Task statement: Only the lines from the line that contains "the nike swoosh" through the final line of the entries below belong in your answer, copied exactly and without pictures.
____ Records for the task
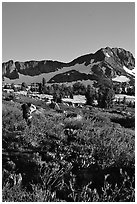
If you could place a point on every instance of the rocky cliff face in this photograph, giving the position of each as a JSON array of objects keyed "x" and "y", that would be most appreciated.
[{"x": 105, "y": 63}]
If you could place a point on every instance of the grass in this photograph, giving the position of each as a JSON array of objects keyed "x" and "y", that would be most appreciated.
[{"x": 80, "y": 165}]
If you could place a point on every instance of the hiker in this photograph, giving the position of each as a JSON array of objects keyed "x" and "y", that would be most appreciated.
[{"x": 28, "y": 109}]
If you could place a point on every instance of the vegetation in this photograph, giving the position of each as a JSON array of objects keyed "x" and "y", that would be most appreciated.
[{"x": 63, "y": 159}]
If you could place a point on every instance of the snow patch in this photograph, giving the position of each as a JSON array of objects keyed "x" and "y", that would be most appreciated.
[
  {"x": 121, "y": 79},
  {"x": 107, "y": 55},
  {"x": 132, "y": 72}
]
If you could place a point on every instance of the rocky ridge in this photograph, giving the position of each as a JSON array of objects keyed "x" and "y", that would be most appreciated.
[{"x": 107, "y": 63}]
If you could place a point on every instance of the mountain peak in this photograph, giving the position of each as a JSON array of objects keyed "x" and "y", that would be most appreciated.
[{"x": 105, "y": 63}]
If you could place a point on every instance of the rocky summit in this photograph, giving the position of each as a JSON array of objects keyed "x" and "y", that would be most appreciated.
[{"x": 107, "y": 64}]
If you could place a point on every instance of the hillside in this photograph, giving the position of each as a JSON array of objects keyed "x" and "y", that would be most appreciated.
[
  {"x": 106, "y": 64},
  {"x": 63, "y": 159}
]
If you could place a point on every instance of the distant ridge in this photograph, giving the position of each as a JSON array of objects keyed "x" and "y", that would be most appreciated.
[{"x": 105, "y": 64}]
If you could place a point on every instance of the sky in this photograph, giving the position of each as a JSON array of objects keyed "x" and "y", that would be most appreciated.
[{"x": 63, "y": 31}]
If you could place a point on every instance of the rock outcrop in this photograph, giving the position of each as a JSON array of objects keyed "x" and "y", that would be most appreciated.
[{"x": 106, "y": 63}]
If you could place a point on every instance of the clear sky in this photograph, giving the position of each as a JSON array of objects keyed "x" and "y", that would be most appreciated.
[{"x": 65, "y": 30}]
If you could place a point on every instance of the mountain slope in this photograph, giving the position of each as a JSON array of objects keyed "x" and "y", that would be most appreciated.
[{"x": 107, "y": 63}]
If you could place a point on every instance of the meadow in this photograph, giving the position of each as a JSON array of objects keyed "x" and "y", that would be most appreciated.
[{"x": 60, "y": 159}]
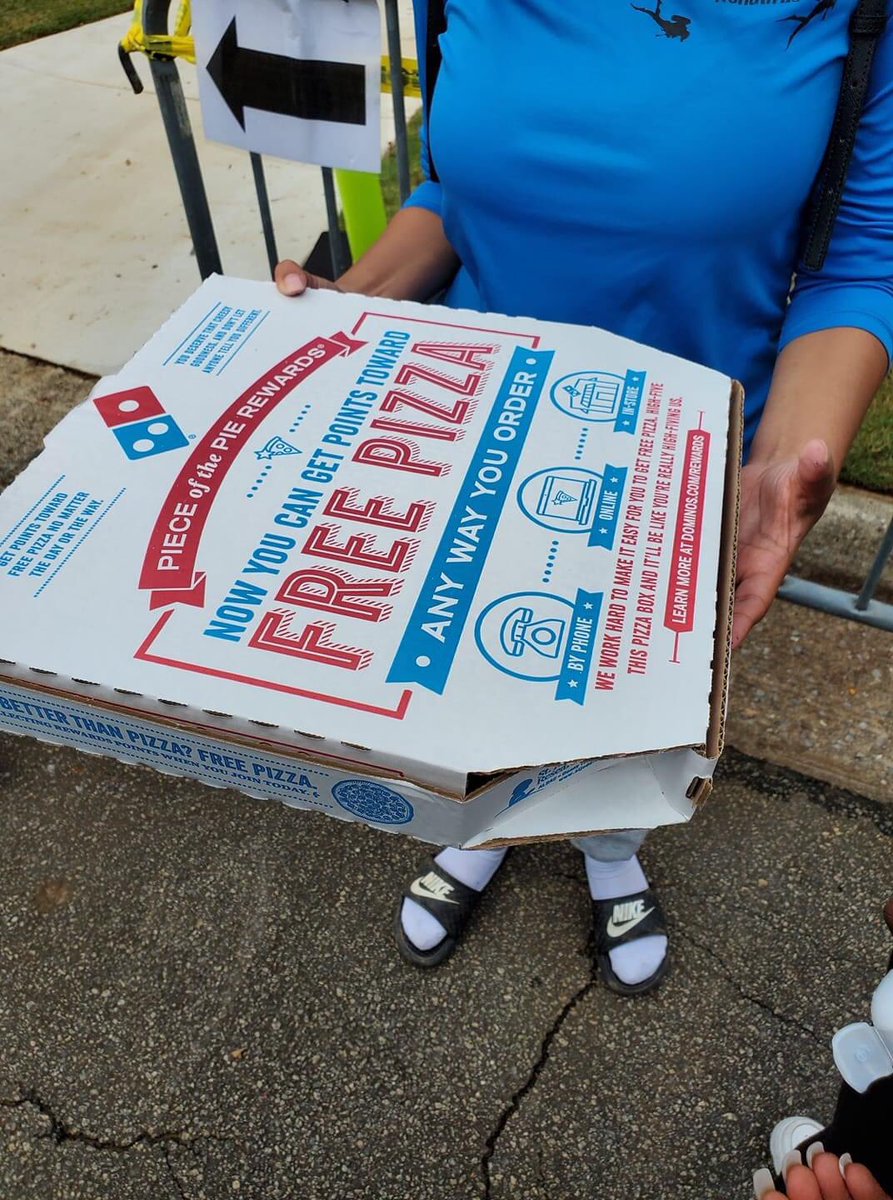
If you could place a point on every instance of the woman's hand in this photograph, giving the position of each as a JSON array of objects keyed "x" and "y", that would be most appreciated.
[
  {"x": 292, "y": 280},
  {"x": 822, "y": 1180},
  {"x": 780, "y": 502}
]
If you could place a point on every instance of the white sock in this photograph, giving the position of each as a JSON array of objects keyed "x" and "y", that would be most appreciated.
[
  {"x": 636, "y": 960},
  {"x": 474, "y": 868}
]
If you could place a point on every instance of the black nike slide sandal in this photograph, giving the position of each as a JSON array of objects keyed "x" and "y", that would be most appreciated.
[
  {"x": 625, "y": 919},
  {"x": 448, "y": 900}
]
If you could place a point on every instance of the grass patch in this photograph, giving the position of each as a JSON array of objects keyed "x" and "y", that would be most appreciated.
[
  {"x": 390, "y": 187},
  {"x": 22, "y": 22},
  {"x": 869, "y": 463}
]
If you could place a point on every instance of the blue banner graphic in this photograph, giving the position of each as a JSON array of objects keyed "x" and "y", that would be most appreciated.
[
  {"x": 630, "y": 402},
  {"x": 431, "y": 640},
  {"x": 609, "y": 508},
  {"x": 580, "y": 647}
]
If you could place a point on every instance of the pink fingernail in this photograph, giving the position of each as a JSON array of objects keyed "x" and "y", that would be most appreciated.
[
  {"x": 813, "y": 1151},
  {"x": 790, "y": 1159},
  {"x": 763, "y": 1183}
]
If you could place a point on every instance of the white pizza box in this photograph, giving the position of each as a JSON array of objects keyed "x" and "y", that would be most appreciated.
[{"x": 461, "y": 576}]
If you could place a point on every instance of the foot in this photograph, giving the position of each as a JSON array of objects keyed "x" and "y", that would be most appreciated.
[
  {"x": 630, "y": 939},
  {"x": 424, "y": 922}
]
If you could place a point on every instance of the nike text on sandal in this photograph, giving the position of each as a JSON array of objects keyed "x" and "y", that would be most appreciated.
[
  {"x": 448, "y": 900},
  {"x": 625, "y": 919}
]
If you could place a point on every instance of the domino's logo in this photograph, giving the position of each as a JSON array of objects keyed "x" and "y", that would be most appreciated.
[{"x": 139, "y": 424}]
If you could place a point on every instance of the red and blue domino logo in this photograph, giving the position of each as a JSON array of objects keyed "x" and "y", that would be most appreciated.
[{"x": 139, "y": 423}]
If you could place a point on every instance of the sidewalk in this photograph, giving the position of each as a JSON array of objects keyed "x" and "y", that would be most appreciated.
[
  {"x": 199, "y": 997},
  {"x": 93, "y": 238}
]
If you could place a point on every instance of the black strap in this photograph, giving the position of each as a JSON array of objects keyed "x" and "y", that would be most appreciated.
[
  {"x": 625, "y": 919},
  {"x": 865, "y": 28},
  {"x": 867, "y": 24},
  {"x": 436, "y": 25},
  {"x": 443, "y": 895}
]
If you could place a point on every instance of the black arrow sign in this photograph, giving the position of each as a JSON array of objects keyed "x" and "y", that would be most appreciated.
[{"x": 315, "y": 89}]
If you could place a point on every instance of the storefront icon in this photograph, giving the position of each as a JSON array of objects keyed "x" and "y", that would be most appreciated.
[{"x": 589, "y": 395}]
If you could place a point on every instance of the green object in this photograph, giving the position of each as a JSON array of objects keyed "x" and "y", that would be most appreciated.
[{"x": 363, "y": 207}]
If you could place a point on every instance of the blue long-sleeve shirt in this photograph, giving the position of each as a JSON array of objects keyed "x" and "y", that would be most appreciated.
[{"x": 643, "y": 167}]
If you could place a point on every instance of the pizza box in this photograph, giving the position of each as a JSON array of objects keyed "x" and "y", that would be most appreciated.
[{"x": 457, "y": 575}]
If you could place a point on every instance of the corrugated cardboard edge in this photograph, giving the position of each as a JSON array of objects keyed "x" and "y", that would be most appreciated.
[
  {"x": 725, "y": 583},
  {"x": 700, "y": 789},
  {"x": 183, "y": 719}
]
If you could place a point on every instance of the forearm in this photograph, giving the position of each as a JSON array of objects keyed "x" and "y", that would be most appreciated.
[
  {"x": 821, "y": 388},
  {"x": 411, "y": 261}
]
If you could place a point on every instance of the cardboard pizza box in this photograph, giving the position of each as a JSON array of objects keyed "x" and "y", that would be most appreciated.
[{"x": 456, "y": 575}]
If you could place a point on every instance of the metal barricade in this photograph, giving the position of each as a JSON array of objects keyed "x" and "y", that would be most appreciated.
[
  {"x": 150, "y": 35},
  {"x": 853, "y": 606}
]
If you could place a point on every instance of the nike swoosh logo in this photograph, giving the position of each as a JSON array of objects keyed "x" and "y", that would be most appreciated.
[
  {"x": 418, "y": 889},
  {"x": 624, "y": 925}
]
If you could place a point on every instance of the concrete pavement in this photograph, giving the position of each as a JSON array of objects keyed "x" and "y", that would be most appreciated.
[
  {"x": 198, "y": 993},
  {"x": 94, "y": 249},
  {"x": 201, "y": 999}
]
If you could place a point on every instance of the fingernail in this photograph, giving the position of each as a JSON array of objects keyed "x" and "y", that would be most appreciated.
[
  {"x": 813, "y": 1150},
  {"x": 763, "y": 1183},
  {"x": 790, "y": 1159}
]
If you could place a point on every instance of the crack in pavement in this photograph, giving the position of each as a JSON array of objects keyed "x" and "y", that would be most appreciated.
[
  {"x": 61, "y": 1132},
  {"x": 517, "y": 1097},
  {"x": 823, "y": 1042}
]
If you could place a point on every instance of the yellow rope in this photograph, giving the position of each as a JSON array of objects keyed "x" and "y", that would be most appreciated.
[{"x": 178, "y": 45}]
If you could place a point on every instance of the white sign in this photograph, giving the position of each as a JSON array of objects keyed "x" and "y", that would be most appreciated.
[{"x": 297, "y": 78}]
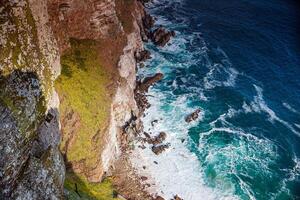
________
Exercise response:
If you could place a point on every instance of the nike swoosh logo in this photograph, giving the position of each as a JSON array of objects keyed "x" and "y", that would be most appreciated.
[
  {"x": 418, "y": 889},
  {"x": 624, "y": 925}
]
If you could place a point on every instance of the concrete pavement in this photograph, giving the position of each as a JSON array of objects keyed "x" and "y", that would be most appreciated.
[
  {"x": 198, "y": 993},
  {"x": 94, "y": 249},
  {"x": 201, "y": 999}
]
If you could place a point on every instance of the fingernail in this photograph, giving the position of each as a JSON array of objects keyed "x" and "y", that would be most appreciated.
[
  {"x": 813, "y": 1150},
  {"x": 763, "y": 1183},
  {"x": 790, "y": 1159}
]
If you could place a point on every instance of the crack in pavement in this photograph, giving the position of each as a JSON array of objects keyed "x" and "y", that would be most appreciated.
[
  {"x": 61, "y": 1132},
  {"x": 517, "y": 1097},
  {"x": 823, "y": 1042}
]
If you could place a point on every instance of the yellow rope in this photograph, giving the position of each as a JSON array of objects keyed "x" and "y", that would be most appreciated.
[{"x": 178, "y": 45}]
If you could place a point on every instance of the white sign in this photograph, giving the position of each as a JSON array of objects keyed "x" and "y", that would be most appreciated.
[{"x": 297, "y": 78}]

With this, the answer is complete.